_BRANO CITATO:_
───

Marcolini, un cinquantenne tosto, non avrebbe mai voluto diventare testimonial di questa battaglia. “Provo soddisfazione per la decisione perché dimostra la nostra tesi sulla dannosità di questa onde elettromagnetiche. Riconosce che le perizie erano affidabili. E prova, almeno per quanto mi riguarda, che con i suoi tempi la giustizia italiana funziona”.

Il professor Angelo Levis, ex-ordinario di mutagenesi ambientale a Padova, è uno di quelli che gli è stato più vicino nella sua lotta. “È una sentenza importantissima, che fa giustizia di un certo negazionismo nella comunità scientifica e che apre le porte a un nuovo corso giudiziario”. Solo lui, in collaborazione con uno studio torinese specializzato in diritto della salute, sta seguendo sette cause di persone che ritengono di aver sviluppato tumori alla testa in conseguenza di un uso forte del cellulare. “Stiamo lavorando all’ipotesi di costruire una class action, un’azione collettiva cui può partecipare chi ritiene di aver subito un danno”. Marcolini ne sarebbe il primo firmatario.

───

_ESTRATTI DI DATI:_
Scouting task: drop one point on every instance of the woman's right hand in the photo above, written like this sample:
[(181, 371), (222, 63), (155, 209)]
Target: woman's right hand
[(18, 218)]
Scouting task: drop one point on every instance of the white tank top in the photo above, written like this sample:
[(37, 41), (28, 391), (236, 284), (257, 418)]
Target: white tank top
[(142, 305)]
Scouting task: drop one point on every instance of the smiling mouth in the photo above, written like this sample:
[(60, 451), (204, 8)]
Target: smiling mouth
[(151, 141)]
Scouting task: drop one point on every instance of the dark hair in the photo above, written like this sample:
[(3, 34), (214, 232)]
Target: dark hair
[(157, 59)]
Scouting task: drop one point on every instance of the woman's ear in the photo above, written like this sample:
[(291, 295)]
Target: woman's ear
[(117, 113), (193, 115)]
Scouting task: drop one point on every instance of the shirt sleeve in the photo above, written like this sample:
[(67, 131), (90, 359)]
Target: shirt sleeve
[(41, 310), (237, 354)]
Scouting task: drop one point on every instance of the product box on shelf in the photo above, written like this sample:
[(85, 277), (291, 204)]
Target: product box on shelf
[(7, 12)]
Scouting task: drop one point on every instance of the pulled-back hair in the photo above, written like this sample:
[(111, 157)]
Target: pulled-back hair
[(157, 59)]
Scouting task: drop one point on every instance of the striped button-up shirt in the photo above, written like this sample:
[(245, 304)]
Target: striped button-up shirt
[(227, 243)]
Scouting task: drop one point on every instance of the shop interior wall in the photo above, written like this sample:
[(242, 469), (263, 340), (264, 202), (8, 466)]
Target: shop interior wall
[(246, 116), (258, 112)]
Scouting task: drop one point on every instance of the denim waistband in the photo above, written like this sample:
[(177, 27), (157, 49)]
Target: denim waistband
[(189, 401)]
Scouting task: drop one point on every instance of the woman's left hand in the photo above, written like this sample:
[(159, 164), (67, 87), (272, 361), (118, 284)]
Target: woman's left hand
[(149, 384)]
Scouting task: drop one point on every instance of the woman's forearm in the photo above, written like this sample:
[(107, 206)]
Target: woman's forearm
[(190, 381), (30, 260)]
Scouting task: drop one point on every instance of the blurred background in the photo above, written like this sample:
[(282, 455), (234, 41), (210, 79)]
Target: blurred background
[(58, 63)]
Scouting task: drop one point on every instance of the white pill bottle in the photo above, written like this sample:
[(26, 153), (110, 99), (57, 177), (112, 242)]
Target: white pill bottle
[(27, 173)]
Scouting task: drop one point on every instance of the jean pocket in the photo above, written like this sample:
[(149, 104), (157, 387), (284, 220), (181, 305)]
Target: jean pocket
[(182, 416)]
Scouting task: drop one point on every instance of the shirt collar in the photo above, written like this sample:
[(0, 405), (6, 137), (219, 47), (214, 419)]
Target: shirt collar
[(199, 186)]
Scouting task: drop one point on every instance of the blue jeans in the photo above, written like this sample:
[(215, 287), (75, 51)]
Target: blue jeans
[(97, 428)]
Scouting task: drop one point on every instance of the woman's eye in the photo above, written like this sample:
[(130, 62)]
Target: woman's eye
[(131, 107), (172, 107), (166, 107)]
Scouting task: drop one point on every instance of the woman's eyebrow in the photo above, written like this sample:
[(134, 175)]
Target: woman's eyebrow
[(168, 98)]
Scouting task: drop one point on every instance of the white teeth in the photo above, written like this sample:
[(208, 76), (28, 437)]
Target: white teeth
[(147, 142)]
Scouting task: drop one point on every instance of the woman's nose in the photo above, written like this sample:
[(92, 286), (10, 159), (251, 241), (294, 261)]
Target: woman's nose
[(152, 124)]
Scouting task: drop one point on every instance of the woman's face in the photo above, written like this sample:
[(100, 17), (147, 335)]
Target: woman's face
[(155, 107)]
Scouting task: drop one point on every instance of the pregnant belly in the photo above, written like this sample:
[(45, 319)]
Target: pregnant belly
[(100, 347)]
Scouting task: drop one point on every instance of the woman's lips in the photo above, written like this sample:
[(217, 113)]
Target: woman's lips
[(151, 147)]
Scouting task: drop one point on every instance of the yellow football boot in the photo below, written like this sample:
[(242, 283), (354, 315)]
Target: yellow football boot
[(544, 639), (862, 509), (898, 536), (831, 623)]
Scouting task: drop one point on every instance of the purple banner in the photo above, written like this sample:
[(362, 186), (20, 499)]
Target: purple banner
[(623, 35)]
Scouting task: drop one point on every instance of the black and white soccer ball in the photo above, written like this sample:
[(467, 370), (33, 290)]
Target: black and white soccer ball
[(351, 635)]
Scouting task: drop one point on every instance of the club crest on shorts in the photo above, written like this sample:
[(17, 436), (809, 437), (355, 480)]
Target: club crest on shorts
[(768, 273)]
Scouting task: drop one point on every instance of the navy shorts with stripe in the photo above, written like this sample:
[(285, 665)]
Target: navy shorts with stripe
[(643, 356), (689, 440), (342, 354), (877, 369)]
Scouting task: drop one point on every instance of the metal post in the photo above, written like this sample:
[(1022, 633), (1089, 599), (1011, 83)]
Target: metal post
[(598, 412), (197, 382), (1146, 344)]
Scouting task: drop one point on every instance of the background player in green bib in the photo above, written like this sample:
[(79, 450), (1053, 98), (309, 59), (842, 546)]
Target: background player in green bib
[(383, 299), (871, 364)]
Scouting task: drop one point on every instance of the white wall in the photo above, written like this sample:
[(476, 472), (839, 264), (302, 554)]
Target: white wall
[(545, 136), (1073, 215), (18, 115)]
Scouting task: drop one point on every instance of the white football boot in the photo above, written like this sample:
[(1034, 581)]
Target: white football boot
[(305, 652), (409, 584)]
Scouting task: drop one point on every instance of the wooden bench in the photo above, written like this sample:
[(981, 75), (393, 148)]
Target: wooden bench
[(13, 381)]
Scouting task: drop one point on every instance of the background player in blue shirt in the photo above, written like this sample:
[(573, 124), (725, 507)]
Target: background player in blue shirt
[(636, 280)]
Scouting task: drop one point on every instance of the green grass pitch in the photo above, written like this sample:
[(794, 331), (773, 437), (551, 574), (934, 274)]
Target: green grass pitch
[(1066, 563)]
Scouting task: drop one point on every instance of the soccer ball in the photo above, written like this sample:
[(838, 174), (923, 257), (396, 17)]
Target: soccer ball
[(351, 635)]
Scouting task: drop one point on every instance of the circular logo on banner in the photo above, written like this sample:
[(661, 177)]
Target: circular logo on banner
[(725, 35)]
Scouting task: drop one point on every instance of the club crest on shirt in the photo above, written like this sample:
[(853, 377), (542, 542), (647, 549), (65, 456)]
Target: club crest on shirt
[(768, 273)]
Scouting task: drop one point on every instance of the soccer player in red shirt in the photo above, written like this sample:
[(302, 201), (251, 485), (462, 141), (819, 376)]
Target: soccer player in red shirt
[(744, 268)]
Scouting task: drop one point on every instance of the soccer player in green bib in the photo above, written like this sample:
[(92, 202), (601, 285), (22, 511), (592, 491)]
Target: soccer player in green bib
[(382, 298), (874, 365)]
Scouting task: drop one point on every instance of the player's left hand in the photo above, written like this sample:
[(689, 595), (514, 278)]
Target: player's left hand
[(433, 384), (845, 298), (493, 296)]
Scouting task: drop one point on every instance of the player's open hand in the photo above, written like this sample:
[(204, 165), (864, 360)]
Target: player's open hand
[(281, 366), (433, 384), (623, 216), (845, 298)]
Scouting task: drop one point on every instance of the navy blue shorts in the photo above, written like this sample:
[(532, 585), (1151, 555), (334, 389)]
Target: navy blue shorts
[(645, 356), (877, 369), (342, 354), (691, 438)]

───

_COMPITI DA SVOLGERE:_
A. Nel brano citato, elenca tutto ciò che, secondo Marcolini, la decisione dimostra, riconosce o prova.
B. Prosegui, per favore, il brano citato dopo la sua ultima frase.
Le righe sono materiale a sé, distinto dal brano citato.

_SOLUZIONI DELL'ESERCIZIO:_
A.
- Dimostra la tesi sulla dannosità di queste onde elettromagnetiche.
- Riconosce che le perizie erano affidabili.
- Prova, almeno per quanto lo riguarda, che con i suoi tempi la giustizia italiana funziona.

B.
Nei mesi scorsi anche il Codacons aveva cominciato a lavorare su quest’ipotesi. E cresce la consapevolezza in vari parlamentari, come il senatore Felice Casson, che rispetto ad altri paesi europei l’Italia non ha preso troppo sul serio né l’invito alla cautela del Consiglio d’Europa né l’inclusione da parte dell’Agenzia internazionale per la ricerca sul cancro delle onde elettromagnetiche emesse dai cellulari tra i possibili cancerogeni.

Ma l’inattività più sorprendente riguarda un parere del Consiglio superiore di sanità, l’organismo che raggruppa le principali personalità mediche del Paese, che risale al 15 novembre 2011. In quelle sette pagine, sollecitate dal ministero della salute del governo precedente, l’organismo scientifico invitava il ministero a promuovere l’uso degli auricolari per tutti. E per i bambini raccomandava di limitare l’uso alle situazioni di necessità, oltre che a fare campagne di sensibilizzazione contro l’uso indiscriminato del telefonino. Ma Renato Balduzzi, per il momento, non ha raccolto il consiglio.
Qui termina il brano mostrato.